The task ::
Would you output the whole listing below, exactly as it reads?

Supplied material ::
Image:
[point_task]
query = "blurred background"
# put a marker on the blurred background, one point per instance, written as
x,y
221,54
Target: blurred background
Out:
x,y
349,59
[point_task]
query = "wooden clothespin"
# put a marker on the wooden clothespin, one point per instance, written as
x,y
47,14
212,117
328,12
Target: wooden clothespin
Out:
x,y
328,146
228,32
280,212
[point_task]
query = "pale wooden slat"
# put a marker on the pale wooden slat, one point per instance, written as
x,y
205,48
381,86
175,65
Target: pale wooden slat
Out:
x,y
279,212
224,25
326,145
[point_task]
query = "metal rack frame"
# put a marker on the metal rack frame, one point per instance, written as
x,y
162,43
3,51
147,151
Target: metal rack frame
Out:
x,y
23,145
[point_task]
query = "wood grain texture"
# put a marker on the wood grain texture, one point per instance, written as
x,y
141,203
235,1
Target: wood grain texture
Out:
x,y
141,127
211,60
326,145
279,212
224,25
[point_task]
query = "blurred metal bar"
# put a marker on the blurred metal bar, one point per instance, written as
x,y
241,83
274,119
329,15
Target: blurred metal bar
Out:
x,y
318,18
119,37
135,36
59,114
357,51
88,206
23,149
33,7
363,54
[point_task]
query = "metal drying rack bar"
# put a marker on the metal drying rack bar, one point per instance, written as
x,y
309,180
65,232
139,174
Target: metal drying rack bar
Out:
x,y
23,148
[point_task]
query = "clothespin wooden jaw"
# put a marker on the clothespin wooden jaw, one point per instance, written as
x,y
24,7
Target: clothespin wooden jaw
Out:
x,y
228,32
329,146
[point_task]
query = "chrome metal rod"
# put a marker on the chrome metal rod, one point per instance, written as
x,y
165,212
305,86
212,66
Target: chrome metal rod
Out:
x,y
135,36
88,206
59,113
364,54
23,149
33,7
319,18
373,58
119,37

Written answer ::
Image:
[point_task]
query = "blurred background"
# put a marker on the blurred background, one point per instance, written as
x,y
221,54
Target: blurred background
Out:
x,y
349,59
[point_task]
query = "wooden clothespin"
# put a marker on the wooden clothespin, one point per instance, written as
x,y
47,14
212,117
328,12
Target: wooden clothespin
Out:
x,y
328,146
228,32
280,212
[point_task]
query = "pale wooden slat"
# put a marker on the pale wooden slat, one point per instance, written as
x,y
205,48
381,86
175,65
Target: pale wooden slat
Out:
x,y
279,212
224,25
326,145
[point_task]
query = "metal rack frame"
# put a marker on the metal rack frame, one point per instance, written as
x,y
162,43
3,51
147,151
Target: metal rack frame
Out:
x,y
23,145
[point_task]
query = "wood grain texture"
# put a marker on the wood grain texture, one point per instance, written as
x,y
141,203
235,1
Target: wood grain texture
Out:
x,y
141,127
211,60
326,145
279,212
224,25
[point_task]
query = "blurred metal bar"
# put a marker on the blurred metal bar, one point per instance, written as
x,y
241,83
274,119
329,15
Target: blurred metal bar
Out:
x,y
318,18
119,37
135,36
59,114
357,51
88,206
23,149
33,7
363,54
[point_task]
query = "metal drying rack bar"
# put a marker on the metal drying rack bar, one point per instance, written as
x,y
309,180
65,232
139,174
Target: metal drying rack bar
Out:
x,y
23,148
[point_task]
query = "clothespin wooden jaw"
# put a marker on the clothespin wooden jaw, one point per instance, written as
x,y
24,7
Target: clothespin wooden jaw
Out:
x,y
228,32
329,146
[point_task]
query = "chrome metal rod"
# put a marker on the chrome metal rod, one point per instance, written as
x,y
165,212
305,86
212,66
Target: chrome metal rod
Out:
x,y
135,36
88,206
59,113
364,54
23,149
33,7
319,18
373,58
119,37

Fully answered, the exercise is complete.